▸ What the task asks
Could you set down the lines below character for character, leaving out the pictures?

▸ Records shown
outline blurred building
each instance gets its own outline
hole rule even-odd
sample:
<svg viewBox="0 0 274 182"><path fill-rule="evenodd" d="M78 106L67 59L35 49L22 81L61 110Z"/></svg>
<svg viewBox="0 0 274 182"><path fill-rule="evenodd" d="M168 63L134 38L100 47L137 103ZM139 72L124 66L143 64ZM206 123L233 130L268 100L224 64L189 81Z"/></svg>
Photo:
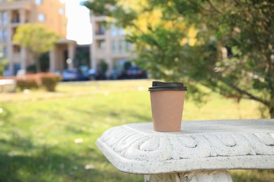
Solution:
<svg viewBox="0 0 274 182"><path fill-rule="evenodd" d="M91 15L93 43L91 45L91 66L97 69L100 62L108 65L107 74L120 69L125 62L133 57L132 46L126 41L125 32L114 24L106 28L105 16Z"/></svg>
<svg viewBox="0 0 274 182"><path fill-rule="evenodd" d="M64 4L59 0L0 0L0 44L4 57L9 61L11 75L34 64L28 51L12 41L18 27L25 23L44 24L60 35L60 40L49 52L49 71L73 66L72 64L67 65L66 60L73 59L76 42L65 38L67 18Z"/></svg>

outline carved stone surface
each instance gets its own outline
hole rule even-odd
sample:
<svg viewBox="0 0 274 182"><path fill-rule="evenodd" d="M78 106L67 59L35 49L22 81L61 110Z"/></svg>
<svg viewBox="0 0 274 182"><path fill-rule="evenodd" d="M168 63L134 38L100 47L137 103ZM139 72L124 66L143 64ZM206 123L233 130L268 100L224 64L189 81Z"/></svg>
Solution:
<svg viewBox="0 0 274 182"><path fill-rule="evenodd" d="M227 171L202 171L145 175L145 182L232 182Z"/></svg>
<svg viewBox="0 0 274 182"><path fill-rule="evenodd" d="M180 132L129 124L107 130L96 145L118 169L133 174L274 169L274 120L183 121Z"/></svg>

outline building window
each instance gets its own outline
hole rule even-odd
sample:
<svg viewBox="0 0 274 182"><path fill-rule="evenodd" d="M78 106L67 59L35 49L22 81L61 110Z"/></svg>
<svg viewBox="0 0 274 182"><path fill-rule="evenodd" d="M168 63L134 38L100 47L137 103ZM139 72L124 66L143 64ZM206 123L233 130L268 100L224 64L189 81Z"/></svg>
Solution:
<svg viewBox="0 0 274 182"><path fill-rule="evenodd" d="M116 40L112 40L112 53L116 54L117 53Z"/></svg>
<svg viewBox="0 0 274 182"><path fill-rule="evenodd" d="M116 26L114 24L112 24L110 25L110 34L112 36L116 36L117 34Z"/></svg>
<svg viewBox="0 0 274 182"><path fill-rule="evenodd" d="M2 30L0 29L0 43L2 43Z"/></svg>
<svg viewBox="0 0 274 182"><path fill-rule="evenodd" d="M3 42L6 43L8 41L8 31L6 29L3 30Z"/></svg>
<svg viewBox="0 0 274 182"><path fill-rule="evenodd" d="M44 15L43 13L39 13L38 15L38 20L39 22L44 22L46 20L46 17L45 17L45 15Z"/></svg>
<svg viewBox="0 0 274 182"><path fill-rule="evenodd" d="M130 42L126 41L126 51L129 52L130 50L131 46L131 43Z"/></svg>
<svg viewBox="0 0 274 182"><path fill-rule="evenodd" d="M3 53L4 57L8 57L8 48L4 46L3 47Z"/></svg>
<svg viewBox="0 0 274 182"><path fill-rule="evenodd" d="M124 44L124 41L123 40L119 40L119 53L122 54L123 53L123 44Z"/></svg>
<svg viewBox="0 0 274 182"><path fill-rule="evenodd" d="M2 14L3 24L6 25L8 23L8 15L6 11L4 11Z"/></svg>
<svg viewBox="0 0 274 182"><path fill-rule="evenodd" d="M43 4L43 0L35 0L35 4L37 5L40 5Z"/></svg>
<svg viewBox="0 0 274 182"><path fill-rule="evenodd" d="M63 15L64 13L65 13L64 8L59 8L59 14Z"/></svg>
<svg viewBox="0 0 274 182"><path fill-rule="evenodd" d="M97 23L97 31L96 31L96 35L105 35L105 29L103 24L102 24L100 22Z"/></svg>
<svg viewBox="0 0 274 182"><path fill-rule="evenodd" d="M105 41L98 41L98 48L100 49L105 49Z"/></svg>
<svg viewBox="0 0 274 182"><path fill-rule="evenodd" d="M119 27L119 28L118 28L118 34L119 34L119 36L124 35L124 31L123 31L123 28L122 27Z"/></svg>

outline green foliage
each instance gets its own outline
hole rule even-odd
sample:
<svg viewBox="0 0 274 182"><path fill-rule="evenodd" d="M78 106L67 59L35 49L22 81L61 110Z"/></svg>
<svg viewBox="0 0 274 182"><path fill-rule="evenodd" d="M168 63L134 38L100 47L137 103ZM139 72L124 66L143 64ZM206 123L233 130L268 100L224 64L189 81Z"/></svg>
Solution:
<svg viewBox="0 0 274 182"><path fill-rule="evenodd" d="M57 83L62 80L61 76L53 74L40 74L39 78L42 86L48 92L55 92Z"/></svg>
<svg viewBox="0 0 274 182"><path fill-rule="evenodd" d="M59 38L59 36L41 24L25 24L17 29L13 41L30 52L36 61L37 71L40 72L39 57L41 54L53 49Z"/></svg>
<svg viewBox="0 0 274 182"><path fill-rule="evenodd" d="M16 87L20 90L37 89L40 86L36 75L27 75L16 78Z"/></svg>
<svg viewBox="0 0 274 182"><path fill-rule="evenodd" d="M136 59L153 78L183 80L198 99L202 90L197 83L224 96L253 99L274 118L273 1L130 2L95 0L85 6L129 30Z"/></svg>

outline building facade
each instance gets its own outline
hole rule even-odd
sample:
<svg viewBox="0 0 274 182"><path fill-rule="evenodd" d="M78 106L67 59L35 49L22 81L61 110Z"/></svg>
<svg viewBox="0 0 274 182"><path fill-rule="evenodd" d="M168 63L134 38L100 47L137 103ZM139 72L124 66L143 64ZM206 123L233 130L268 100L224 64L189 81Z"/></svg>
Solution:
<svg viewBox="0 0 274 182"><path fill-rule="evenodd" d="M103 22L105 16L91 15L93 29L93 42L91 45L91 66L97 69L100 62L108 65L107 74L123 66L123 64L132 58L132 46L126 42L125 32L114 24L106 28Z"/></svg>
<svg viewBox="0 0 274 182"><path fill-rule="evenodd" d="M67 66L66 60L73 59L76 43L65 38L67 21L65 4L58 0L0 0L0 45L9 62L9 74L15 75L18 70L34 64L28 51L13 42L17 28L25 23L42 24L61 36L50 51L49 71ZM73 66L72 64L69 66Z"/></svg>

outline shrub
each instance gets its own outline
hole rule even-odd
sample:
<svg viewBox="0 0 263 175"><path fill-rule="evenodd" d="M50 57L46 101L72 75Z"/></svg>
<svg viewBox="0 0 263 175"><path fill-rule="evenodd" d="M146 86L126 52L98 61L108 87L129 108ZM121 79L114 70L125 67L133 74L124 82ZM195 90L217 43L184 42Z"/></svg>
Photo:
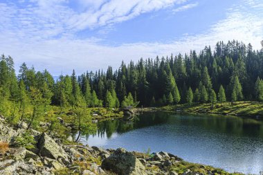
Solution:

▸ Expected answer
outline blurred building
each instance gets its own outline
hole rule even-odd
sample:
<svg viewBox="0 0 274 182"><path fill-rule="evenodd" d="M78 106L67 59L35 49L22 81L61 110Z"/></svg>
<svg viewBox="0 0 274 182"><path fill-rule="evenodd" d="M168 63L134 38L100 47L137 103ZM139 72L124 66L143 64ZM206 123L233 130L268 100L224 64L189 81Z"/></svg>
Photo:
Solution:
<svg viewBox="0 0 274 182"><path fill-rule="evenodd" d="M91 15L93 43L91 45L91 66L97 69L100 62L108 65L107 74L120 69L125 62L133 57L132 46L126 41L125 32L114 24L106 28L105 16Z"/></svg>
<svg viewBox="0 0 274 182"><path fill-rule="evenodd" d="M64 4L59 0L0 0L0 44L4 57L9 61L11 75L34 64L28 51L12 41L18 27L25 23L44 24L60 35L60 40L49 52L49 71L73 66L72 64L67 65L66 60L73 59L76 42L65 38L67 18Z"/></svg>

outline carved stone surface
each instance gets its own outline
hole rule even-odd
sample:
<svg viewBox="0 0 274 182"><path fill-rule="evenodd" d="M78 106L67 59L35 49L22 81L61 110Z"/></svg>
<svg viewBox="0 0 274 182"><path fill-rule="evenodd" d="M168 63L134 38L100 47L137 103ZM139 72L124 66L143 64ZM206 123L233 130L268 100L224 64L189 81Z"/></svg>
Solution:
<svg viewBox="0 0 274 182"><path fill-rule="evenodd" d="M227 171L202 171L145 175L145 182L232 182Z"/></svg>
<svg viewBox="0 0 274 182"><path fill-rule="evenodd" d="M180 132L129 124L107 130L96 145L118 169L133 174L274 169L274 120L183 121Z"/></svg>

outline building window
each instance gets its own outline
hole rule even-odd
sample:
<svg viewBox="0 0 274 182"><path fill-rule="evenodd" d="M78 106L67 59L35 49L22 81L61 110Z"/></svg>
<svg viewBox="0 0 274 182"><path fill-rule="evenodd" d="M168 63L134 38L100 47L137 103ZM139 72L124 66L143 64ZM206 123L233 130L268 100L224 64L189 81Z"/></svg>
Solution:
<svg viewBox="0 0 274 182"><path fill-rule="evenodd" d="M116 40L112 40L112 53L116 54L117 53Z"/></svg>
<svg viewBox="0 0 274 182"><path fill-rule="evenodd" d="M116 26L114 24L112 24L110 25L110 34L112 36L116 36L117 34Z"/></svg>
<svg viewBox="0 0 274 182"><path fill-rule="evenodd" d="M2 30L0 29L0 43L2 43Z"/></svg>
<svg viewBox="0 0 274 182"><path fill-rule="evenodd" d="M3 42L6 43L8 41L8 31L6 29L3 30Z"/></svg>
<svg viewBox="0 0 274 182"><path fill-rule="evenodd" d="M44 15L43 13L39 13L38 15L38 20L39 22L44 22L46 20L46 17L45 17L45 15Z"/></svg>
<svg viewBox="0 0 274 182"><path fill-rule="evenodd" d="M130 42L126 41L126 51L129 52L130 50L131 46L131 43Z"/></svg>
<svg viewBox="0 0 274 182"><path fill-rule="evenodd" d="M3 53L4 57L8 57L8 48L4 46L3 47Z"/></svg>
<svg viewBox="0 0 274 182"><path fill-rule="evenodd" d="M124 44L124 41L123 40L119 40L119 53L122 54L123 53L123 44Z"/></svg>
<svg viewBox="0 0 274 182"><path fill-rule="evenodd" d="M2 14L3 24L6 25L8 23L8 15L6 11L4 11Z"/></svg>
<svg viewBox="0 0 274 182"><path fill-rule="evenodd" d="M43 4L43 0L35 0L35 4L37 5L40 5Z"/></svg>
<svg viewBox="0 0 274 182"><path fill-rule="evenodd" d="M63 15L64 13L65 13L64 8L59 8L59 14Z"/></svg>
<svg viewBox="0 0 274 182"><path fill-rule="evenodd" d="M97 23L97 31L96 31L96 35L105 35L105 29L103 24L102 24L100 22Z"/></svg>
<svg viewBox="0 0 274 182"><path fill-rule="evenodd" d="M105 41L98 41L98 48L100 49L105 49Z"/></svg>
<svg viewBox="0 0 274 182"><path fill-rule="evenodd" d="M119 27L119 28L118 28L118 34L119 34L119 36L124 35L124 31L123 31L123 28L122 27Z"/></svg>

outline green foliage
each instance gets its own outline
hole rule even-odd
sample:
<svg viewBox="0 0 274 182"><path fill-rule="evenodd" d="M78 106L67 59L35 49L22 81L61 110Z"/></svg>
<svg viewBox="0 0 274 182"><path fill-rule="evenodd" d="M168 63L134 38L100 47L137 103ZM139 72L124 66L143 64ZM206 123L233 130L268 100L224 64L189 81Z"/></svg>
Solution:
<svg viewBox="0 0 274 182"><path fill-rule="evenodd" d="M57 83L62 80L61 76L53 74L40 74L39 78L42 86L48 92L55 92Z"/></svg>
<svg viewBox="0 0 274 182"><path fill-rule="evenodd" d="M59 38L59 36L41 24L25 24L17 29L13 41L30 52L36 61L37 71L40 72L39 57L41 54L53 49Z"/></svg>
<svg viewBox="0 0 274 182"><path fill-rule="evenodd" d="M16 87L20 90L37 89L40 86L36 75L27 75L16 78Z"/></svg>
<svg viewBox="0 0 274 182"><path fill-rule="evenodd" d="M136 59L153 78L183 80L198 99L202 90L197 83L224 96L253 99L274 118L273 1L130 2L95 0L85 6L129 30Z"/></svg>

outline building facade
each instance gets its own outline
hole rule even-odd
sample:
<svg viewBox="0 0 274 182"><path fill-rule="evenodd" d="M78 106L67 59L35 49L22 81L61 110Z"/></svg>
<svg viewBox="0 0 274 182"><path fill-rule="evenodd" d="M168 63L134 38L100 47L137 103ZM139 72L124 66L143 64ZM206 123L233 130L268 100L224 64L189 81Z"/></svg>
Solution:
<svg viewBox="0 0 274 182"><path fill-rule="evenodd" d="M103 22L105 16L91 15L93 29L93 42L91 45L91 66L97 69L100 62L108 65L107 74L123 66L123 64L132 58L132 46L126 42L125 32L114 24L106 28Z"/></svg>
<svg viewBox="0 0 274 182"><path fill-rule="evenodd" d="M67 66L66 60L73 59L76 43L65 38L67 21L65 4L58 0L0 0L0 45L9 62L9 74L15 75L18 70L34 64L28 51L13 42L17 28L25 23L42 24L61 36L50 51L49 71ZM73 66L72 64L69 66Z"/></svg>

outline shrub
each instance gets its own outline
hole rule even-odd
sample:
<svg viewBox="0 0 263 175"><path fill-rule="evenodd" d="M50 57L46 101L72 75Z"/></svg>
<svg viewBox="0 0 263 175"><path fill-rule="evenodd" d="M146 86L126 52L98 61L108 87L129 108ZM121 79L114 70L125 67L133 74L124 82ZM195 90L217 43L184 42Z"/></svg>
Photo:
Solution:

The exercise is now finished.